## DOCUMENT EXTRACT:
>> Begin

Skip to content

Health Checks

obskit provides a HealthChecker that aggregates multiple health checks into a single response, integrates with Kubernetes liveness/readiness/startup probes, and links health status to your distributed traces.


Quick Start

Python
from obskit.health import HealthChecker, create_http_check, create_tcp_check

checker = HealthChecker(service="payment-service")

# Add built-in checks
checker.add_check("postgres",     create_tcp_check(host="postgres", port=5432))
checker.add_check("redis",        create_tcp_check(host="redis",    port=6379))
checker.add_check("stripe-api",   create_http_check(url="https://api.stripe.com/healthcheck"))

# Run all checks
result = await checker.check_health()
print(result.status)       # HealthStatus.healthy
print(result.to_dict())    # Full JSON-serialisable report

HealthChecker API

Python
from obskit.health import HealthChecker

checker = HealthChecker(
    service="payment-service",
    timeout=5.0,               # Default timeout per check (seconds)

>> End

## LISTED RECORDS:

>> Begin

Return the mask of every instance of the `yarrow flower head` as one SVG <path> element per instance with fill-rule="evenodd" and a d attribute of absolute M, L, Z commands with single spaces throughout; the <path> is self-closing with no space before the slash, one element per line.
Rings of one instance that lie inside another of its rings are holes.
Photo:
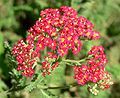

>> End
>> Begin

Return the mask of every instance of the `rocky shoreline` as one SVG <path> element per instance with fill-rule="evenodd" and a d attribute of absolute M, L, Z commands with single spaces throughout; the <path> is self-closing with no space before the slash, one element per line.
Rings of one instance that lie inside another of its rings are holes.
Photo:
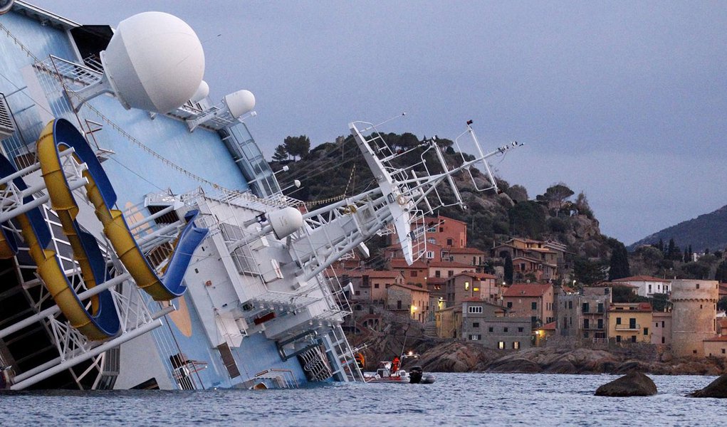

>> End

## INSTRUCTIONS TO FOLLOW:
In the health checks page, which three kinds of Kubernetes probes does the HealthChecker integrate with?

## REPLY TO THE EXERCISE:
Liveness, readiness, and startup probes.